Locate each line in the data below that includes the word "black", and copy those lines out one per line.

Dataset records
——————————

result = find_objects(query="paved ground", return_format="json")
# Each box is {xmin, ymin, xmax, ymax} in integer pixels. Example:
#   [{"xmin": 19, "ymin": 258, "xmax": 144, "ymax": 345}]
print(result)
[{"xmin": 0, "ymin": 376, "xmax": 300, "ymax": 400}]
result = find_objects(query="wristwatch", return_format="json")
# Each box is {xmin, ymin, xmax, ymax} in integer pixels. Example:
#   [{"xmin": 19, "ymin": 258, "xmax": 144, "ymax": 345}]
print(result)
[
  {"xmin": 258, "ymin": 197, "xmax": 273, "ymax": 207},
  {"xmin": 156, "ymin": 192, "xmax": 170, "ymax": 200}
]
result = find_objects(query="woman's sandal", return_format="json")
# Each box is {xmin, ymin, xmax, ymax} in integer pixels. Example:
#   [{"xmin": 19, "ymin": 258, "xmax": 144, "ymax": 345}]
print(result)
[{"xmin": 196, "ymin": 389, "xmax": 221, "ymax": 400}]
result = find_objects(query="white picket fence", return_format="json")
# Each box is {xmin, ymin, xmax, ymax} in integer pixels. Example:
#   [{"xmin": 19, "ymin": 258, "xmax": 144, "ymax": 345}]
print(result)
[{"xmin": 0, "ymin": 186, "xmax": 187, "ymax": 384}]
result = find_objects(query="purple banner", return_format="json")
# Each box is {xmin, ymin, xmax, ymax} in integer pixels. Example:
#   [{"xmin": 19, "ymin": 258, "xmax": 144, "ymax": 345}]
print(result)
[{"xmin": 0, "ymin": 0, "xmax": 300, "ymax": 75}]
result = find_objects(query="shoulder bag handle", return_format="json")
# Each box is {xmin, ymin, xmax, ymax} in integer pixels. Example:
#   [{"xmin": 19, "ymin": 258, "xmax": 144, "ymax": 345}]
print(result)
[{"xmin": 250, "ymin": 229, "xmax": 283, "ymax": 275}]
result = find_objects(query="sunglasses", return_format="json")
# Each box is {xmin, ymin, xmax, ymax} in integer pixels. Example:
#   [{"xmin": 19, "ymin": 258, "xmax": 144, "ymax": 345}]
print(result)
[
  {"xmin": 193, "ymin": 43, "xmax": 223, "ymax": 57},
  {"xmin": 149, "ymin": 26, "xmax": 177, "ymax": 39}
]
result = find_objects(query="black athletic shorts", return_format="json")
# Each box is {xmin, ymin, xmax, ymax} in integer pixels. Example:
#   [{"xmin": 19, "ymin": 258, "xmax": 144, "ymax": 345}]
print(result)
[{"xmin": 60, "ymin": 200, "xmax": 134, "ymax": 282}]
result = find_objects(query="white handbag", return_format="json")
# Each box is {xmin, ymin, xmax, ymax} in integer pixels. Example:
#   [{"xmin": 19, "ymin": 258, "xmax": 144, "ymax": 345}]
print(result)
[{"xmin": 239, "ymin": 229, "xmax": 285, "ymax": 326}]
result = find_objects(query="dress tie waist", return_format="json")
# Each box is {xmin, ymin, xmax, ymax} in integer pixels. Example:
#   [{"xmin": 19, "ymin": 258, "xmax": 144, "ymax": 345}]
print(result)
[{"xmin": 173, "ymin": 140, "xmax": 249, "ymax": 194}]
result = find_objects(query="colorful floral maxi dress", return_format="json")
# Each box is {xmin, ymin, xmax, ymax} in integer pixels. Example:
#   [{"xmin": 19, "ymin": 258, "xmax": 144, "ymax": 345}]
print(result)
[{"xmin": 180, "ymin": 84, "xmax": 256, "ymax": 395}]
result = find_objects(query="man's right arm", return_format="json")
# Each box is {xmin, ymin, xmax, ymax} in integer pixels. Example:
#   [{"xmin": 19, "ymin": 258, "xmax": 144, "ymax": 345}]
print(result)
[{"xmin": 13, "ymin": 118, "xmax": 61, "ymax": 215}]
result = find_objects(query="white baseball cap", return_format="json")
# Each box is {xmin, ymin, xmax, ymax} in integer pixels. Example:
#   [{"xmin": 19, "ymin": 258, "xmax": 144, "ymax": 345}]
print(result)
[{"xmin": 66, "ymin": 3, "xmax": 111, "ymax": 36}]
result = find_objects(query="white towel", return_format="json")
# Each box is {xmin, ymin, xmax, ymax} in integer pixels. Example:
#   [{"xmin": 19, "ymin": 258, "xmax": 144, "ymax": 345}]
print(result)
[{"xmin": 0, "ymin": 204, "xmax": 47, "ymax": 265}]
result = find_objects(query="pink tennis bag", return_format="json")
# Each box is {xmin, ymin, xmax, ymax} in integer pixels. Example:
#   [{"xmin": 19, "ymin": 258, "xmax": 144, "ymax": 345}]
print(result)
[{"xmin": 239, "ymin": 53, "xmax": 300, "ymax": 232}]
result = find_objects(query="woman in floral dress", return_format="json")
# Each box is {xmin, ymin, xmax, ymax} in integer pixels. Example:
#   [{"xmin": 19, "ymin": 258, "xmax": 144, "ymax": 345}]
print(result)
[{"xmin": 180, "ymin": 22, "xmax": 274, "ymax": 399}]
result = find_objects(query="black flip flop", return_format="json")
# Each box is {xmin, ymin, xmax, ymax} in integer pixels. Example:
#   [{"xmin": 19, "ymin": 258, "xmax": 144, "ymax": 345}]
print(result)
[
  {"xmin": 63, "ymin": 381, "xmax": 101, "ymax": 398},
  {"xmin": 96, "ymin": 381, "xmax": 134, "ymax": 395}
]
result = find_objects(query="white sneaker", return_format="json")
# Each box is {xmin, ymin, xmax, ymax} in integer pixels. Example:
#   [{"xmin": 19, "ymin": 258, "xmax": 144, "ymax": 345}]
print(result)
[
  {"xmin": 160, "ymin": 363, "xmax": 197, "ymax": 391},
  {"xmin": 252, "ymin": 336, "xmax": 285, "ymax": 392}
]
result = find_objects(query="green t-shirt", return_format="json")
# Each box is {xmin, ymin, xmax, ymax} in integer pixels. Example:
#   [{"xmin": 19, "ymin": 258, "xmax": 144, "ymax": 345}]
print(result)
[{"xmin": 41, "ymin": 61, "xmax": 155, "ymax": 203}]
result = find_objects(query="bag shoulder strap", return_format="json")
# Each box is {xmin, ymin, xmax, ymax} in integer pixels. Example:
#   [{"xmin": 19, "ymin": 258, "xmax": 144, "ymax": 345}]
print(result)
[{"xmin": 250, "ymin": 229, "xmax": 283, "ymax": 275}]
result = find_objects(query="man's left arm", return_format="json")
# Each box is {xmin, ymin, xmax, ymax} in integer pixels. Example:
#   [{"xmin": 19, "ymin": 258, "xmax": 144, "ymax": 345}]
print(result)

——————————

#### [Task response]
result = find_objects(query="black athletic shorts", return_format="json")
result = find_objects(query="black flip flop", return_format="json")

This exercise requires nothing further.